The problem - The entries below are to be printed again word for word.

Data for this exercise -
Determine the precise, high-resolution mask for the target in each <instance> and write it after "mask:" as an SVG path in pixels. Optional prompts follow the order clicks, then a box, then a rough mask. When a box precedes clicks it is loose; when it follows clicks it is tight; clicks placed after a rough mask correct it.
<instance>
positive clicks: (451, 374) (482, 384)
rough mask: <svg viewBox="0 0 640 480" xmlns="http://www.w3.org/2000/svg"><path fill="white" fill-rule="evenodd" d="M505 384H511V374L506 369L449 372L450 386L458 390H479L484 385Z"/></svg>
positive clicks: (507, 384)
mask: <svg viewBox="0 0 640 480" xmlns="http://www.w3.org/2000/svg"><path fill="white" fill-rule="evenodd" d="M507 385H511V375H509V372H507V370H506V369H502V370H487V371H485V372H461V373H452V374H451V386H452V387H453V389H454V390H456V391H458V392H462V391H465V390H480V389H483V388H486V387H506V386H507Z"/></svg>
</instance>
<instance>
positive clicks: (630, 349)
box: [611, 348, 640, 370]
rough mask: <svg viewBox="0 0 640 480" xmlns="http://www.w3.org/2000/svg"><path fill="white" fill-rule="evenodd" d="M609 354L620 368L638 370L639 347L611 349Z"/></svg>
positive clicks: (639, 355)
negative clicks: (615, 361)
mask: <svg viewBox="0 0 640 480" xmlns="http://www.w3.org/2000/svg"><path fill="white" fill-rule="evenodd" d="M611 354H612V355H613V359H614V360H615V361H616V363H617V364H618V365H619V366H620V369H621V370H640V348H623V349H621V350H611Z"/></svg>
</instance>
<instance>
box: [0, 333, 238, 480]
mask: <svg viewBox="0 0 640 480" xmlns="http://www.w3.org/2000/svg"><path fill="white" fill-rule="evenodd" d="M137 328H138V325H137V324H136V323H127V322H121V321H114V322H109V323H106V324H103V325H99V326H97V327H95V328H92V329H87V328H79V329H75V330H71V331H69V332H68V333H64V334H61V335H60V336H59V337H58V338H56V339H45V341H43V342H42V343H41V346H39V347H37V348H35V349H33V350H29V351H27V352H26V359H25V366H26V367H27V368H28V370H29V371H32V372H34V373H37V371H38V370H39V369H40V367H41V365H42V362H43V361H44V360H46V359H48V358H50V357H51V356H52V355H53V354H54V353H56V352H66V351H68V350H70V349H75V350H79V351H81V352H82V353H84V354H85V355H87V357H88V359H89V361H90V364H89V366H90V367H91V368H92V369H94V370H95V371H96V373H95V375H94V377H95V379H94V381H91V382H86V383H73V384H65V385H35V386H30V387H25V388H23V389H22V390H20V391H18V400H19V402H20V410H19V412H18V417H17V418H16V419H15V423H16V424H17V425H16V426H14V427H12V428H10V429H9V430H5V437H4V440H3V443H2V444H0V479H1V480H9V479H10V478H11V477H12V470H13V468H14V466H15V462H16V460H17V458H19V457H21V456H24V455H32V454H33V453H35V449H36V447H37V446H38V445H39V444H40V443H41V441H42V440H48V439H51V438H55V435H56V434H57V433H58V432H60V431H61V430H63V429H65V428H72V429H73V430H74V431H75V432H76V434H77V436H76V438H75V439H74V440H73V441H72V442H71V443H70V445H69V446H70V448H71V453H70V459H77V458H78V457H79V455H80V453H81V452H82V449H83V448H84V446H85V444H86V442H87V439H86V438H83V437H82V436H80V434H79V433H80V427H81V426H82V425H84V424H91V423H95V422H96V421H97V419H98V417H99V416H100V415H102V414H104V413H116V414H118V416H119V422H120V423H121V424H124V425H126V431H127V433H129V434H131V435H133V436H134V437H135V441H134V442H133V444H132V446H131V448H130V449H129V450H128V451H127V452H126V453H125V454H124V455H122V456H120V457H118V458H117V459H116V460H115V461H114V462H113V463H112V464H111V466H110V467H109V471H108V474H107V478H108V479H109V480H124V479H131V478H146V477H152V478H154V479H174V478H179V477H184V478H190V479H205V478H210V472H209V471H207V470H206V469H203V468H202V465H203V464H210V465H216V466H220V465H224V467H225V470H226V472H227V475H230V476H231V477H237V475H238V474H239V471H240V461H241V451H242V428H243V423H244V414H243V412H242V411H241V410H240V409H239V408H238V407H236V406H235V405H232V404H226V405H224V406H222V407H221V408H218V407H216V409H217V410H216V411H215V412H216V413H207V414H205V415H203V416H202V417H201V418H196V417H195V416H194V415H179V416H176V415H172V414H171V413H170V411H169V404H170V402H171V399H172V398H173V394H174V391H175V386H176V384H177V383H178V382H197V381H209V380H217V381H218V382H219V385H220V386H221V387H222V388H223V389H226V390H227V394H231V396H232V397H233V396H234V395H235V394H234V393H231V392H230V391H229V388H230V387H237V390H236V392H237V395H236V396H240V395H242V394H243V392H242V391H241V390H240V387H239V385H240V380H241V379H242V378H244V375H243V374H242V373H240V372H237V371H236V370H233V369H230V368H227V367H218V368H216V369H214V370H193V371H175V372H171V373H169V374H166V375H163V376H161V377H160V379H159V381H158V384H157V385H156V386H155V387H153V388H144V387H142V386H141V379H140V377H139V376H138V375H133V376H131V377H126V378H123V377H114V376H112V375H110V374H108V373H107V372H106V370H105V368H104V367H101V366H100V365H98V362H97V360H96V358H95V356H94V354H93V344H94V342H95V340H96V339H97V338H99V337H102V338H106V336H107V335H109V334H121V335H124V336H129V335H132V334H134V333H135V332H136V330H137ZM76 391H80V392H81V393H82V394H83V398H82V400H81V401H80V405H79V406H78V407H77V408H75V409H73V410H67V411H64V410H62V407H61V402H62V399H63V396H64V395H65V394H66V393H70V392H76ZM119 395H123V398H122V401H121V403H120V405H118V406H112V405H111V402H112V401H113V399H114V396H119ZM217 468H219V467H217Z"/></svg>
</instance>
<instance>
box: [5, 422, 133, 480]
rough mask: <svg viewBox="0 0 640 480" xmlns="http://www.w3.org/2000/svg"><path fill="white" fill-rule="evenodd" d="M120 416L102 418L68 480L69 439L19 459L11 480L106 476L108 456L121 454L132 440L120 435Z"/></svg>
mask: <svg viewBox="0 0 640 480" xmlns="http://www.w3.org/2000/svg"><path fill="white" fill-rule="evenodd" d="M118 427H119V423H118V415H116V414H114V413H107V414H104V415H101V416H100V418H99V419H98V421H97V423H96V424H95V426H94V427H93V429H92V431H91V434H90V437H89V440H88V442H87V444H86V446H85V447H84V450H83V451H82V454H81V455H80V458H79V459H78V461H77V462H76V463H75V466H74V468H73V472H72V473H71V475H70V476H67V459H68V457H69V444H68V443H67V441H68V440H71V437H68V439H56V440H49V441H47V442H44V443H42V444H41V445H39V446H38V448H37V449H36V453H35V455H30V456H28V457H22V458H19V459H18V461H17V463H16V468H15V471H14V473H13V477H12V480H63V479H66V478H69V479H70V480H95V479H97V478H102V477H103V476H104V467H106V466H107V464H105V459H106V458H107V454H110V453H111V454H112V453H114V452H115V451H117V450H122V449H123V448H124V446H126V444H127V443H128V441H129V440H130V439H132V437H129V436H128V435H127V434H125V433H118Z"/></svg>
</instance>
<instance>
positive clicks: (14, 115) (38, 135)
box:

Solved problem -
Determine the precise, high-resolution mask for the target in each <instance> and write it after "mask:" as an SVG path in pixels. Optional prompts follow the order clicks, then a box, then a rough mask. When a box precedes clicks it is loose; when it follows clicks it is tight; clicks placed after a rough mask correct it.
<instance>
positive clicks: (451, 374) (482, 384)
rough mask: <svg viewBox="0 0 640 480" xmlns="http://www.w3.org/2000/svg"><path fill="white" fill-rule="evenodd" d="M505 384H511V374L506 369L449 372L450 386L458 390H479L484 385Z"/></svg>
positive clicks: (507, 384)
mask: <svg viewBox="0 0 640 480" xmlns="http://www.w3.org/2000/svg"><path fill="white" fill-rule="evenodd" d="M507 385H511V375H509V372H507V370H506V369H502V370H487V371H485V372H461V373H452V374H451V386H452V387H453V389H454V390H456V391H458V392H462V391H465V390H480V389H483V388H486V387H506V386H507Z"/></svg>
</instance>
<instance>
positive clicks: (630, 349)
box: [611, 348, 640, 370]
rough mask: <svg viewBox="0 0 640 480" xmlns="http://www.w3.org/2000/svg"><path fill="white" fill-rule="evenodd" d="M609 354L620 368L638 370L639 347L611 349Z"/></svg>
positive clicks: (639, 355)
negative clicks: (615, 361)
mask: <svg viewBox="0 0 640 480" xmlns="http://www.w3.org/2000/svg"><path fill="white" fill-rule="evenodd" d="M611 354H612V355H613V359H614V360H615V361H616V363H617V364H618V365H619V366H620V369H621V370H640V348H623V349H621V350H611Z"/></svg>
</instance>
<instance>
box: [0, 333, 238, 480]
mask: <svg viewBox="0 0 640 480" xmlns="http://www.w3.org/2000/svg"><path fill="white" fill-rule="evenodd" d="M137 328H138V325H137V324H136V323H127V322H121V321H114V322H109V323H106V324H103V325H99V326H97V327H95V328H92V329H87V328H79V329H75V330H71V331H69V332H68V333H64V334H61V335H60V336H59V337H58V338H56V339H45V341H43V342H42V343H41V346H39V347H37V348H35V349H33V350H29V351H27V352H26V359H25V366H26V367H27V368H28V370H29V371H32V372H34V373H37V371H38V370H39V369H40V367H41V365H42V362H43V361H44V360H46V359H48V358H50V357H51V356H52V355H53V354H54V353H56V352H66V351H68V350H70V349H75V350H79V351H81V352H82V353H84V354H85V355H87V357H88V359H89V361H90V364H89V366H90V367H91V368H92V369H94V370H95V371H96V373H95V375H94V377H95V379H94V381H91V382H86V383H73V384H65V385H35V386H30V387H25V388H23V389H22V390H20V391H18V400H19V402H20V410H19V412H18V417H17V418H16V419H15V423H16V424H17V425H16V426H14V427H12V428H10V429H9V430H5V437H4V440H3V443H2V444H0V479H1V480H9V479H10V478H11V477H12V470H13V468H14V466H15V462H16V460H17V458H19V457H21V456H24V455H32V454H33V453H35V449H36V447H37V446H38V445H39V444H40V443H41V441H42V440H48V439H51V438H55V435H56V434H57V433H58V432H60V431H61V430H63V429H65V428H72V429H73V430H74V431H75V432H76V434H77V436H76V438H75V439H74V440H73V441H72V442H71V443H70V445H69V446H70V448H71V453H70V459H77V458H78V457H79V455H80V453H81V452H82V449H83V448H84V446H85V444H86V442H87V439H86V438H83V437H82V436H80V434H79V433H80V427H81V426H82V425H84V424H91V423H95V422H96V421H97V419H98V417H99V416H100V415H102V414H104V413H116V414H118V416H119V422H120V423H121V424H124V425H126V431H127V433H129V434H131V435H133V436H134V437H135V441H134V442H133V444H132V446H131V448H130V449H129V450H128V451H127V452H126V453H125V454H124V455H122V456H120V457H118V458H117V459H116V460H115V461H114V462H113V463H112V464H111V466H110V467H109V471H108V474H107V478H108V479H109V480H124V479H131V478H146V477H152V478H154V479H174V478H179V477H184V478H190V479H205V478H210V472H209V471H207V470H206V469H203V468H202V465H203V464H210V465H216V466H220V465H224V467H225V470H226V472H227V475H230V476H231V477H237V475H238V474H239V471H240V461H241V451H242V428H243V423H244V414H243V412H242V411H241V410H240V409H239V408H238V407H236V406H235V405H232V404H226V405H224V406H222V407H221V408H218V407H216V409H217V410H216V411H215V412H216V413H207V414H205V415H203V416H202V417H201V418H196V417H195V416H194V415H179V416H176V415H172V414H171V413H170V411H169V404H170V402H171V399H172V398H173V394H174V391H175V386H176V384H177V383H178V382H197V381H209V380H217V381H218V382H219V385H220V386H221V387H222V388H223V389H226V390H227V394H231V396H232V397H233V396H234V395H235V394H234V393H231V392H230V391H229V388H230V387H237V390H236V392H237V395H236V396H240V395H242V394H243V392H242V391H241V390H240V387H239V385H240V380H241V379H242V378H244V375H243V374H242V373H240V372H237V371H236V370H233V369H230V368H227V367H218V368H216V369H214V370H193V371H175V372H171V373H169V374H166V375H163V376H161V377H160V379H159V381H158V384H157V385H156V386H155V387H153V388H144V387H142V386H141V379H140V377H139V376H138V375H133V376H131V377H126V378H123V377H114V376H112V375H110V374H108V373H107V372H106V370H105V368H104V367H101V366H100V365H98V362H97V360H96V358H95V356H94V354H93V344H94V342H95V340H96V339H97V338H99V337H102V338H106V336H107V335H109V334H121V335H124V336H129V335H132V334H134V333H135V332H136V330H137ZM76 391H80V392H81V393H82V394H83V398H82V400H81V401H80V405H79V406H78V407H77V408H75V409H73V410H67V411H64V410H62V407H61V402H62V399H63V396H64V395H65V394H66V393H70V392H76ZM119 395H123V398H122V401H121V403H120V405H118V406H112V405H111V402H112V401H113V399H114V396H119ZM217 468H219V467H217Z"/></svg>
</instance>
<instance>
box: [5, 422, 133, 480]
rough mask: <svg viewBox="0 0 640 480" xmlns="http://www.w3.org/2000/svg"><path fill="white" fill-rule="evenodd" d="M120 416L102 418L68 480L69 439L19 459L11 480L106 476L108 456L121 454L132 440L120 435Z"/></svg>
mask: <svg viewBox="0 0 640 480" xmlns="http://www.w3.org/2000/svg"><path fill="white" fill-rule="evenodd" d="M118 427H119V423H118V415H116V414H114V413H107V414H104V415H101V416H100V418H99V419H98V421H97V423H96V424H95V426H94V427H93V429H92V431H91V434H90V437H89V440H88V442H87V444H86V446H85V447H84V450H83V451H82V454H81V455H80V458H79V459H78V461H77V462H76V463H75V466H74V468H73V472H72V473H71V475H70V476H67V459H68V457H69V444H68V443H67V441H68V440H71V437H68V439H56V440H49V441H47V442H44V443H42V444H41V445H39V446H38V448H37V449H36V453H35V455H30V456H28V457H22V458H19V459H18V461H17V463H16V468H15V471H14V473H13V477H12V480H63V479H66V478H69V479H70V480H95V479H97V478H102V477H103V476H104V467H106V466H107V464H105V459H106V458H107V454H110V453H111V454H112V453H114V452H115V451H117V450H122V449H123V448H124V446H126V444H127V443H128V441H129V440H130V439H132V437H129V436H128V435H127V434H125V433H118Z"/></svg>
</instance>
<instance>
positive clicks: (14, 115) (38, 135)
box:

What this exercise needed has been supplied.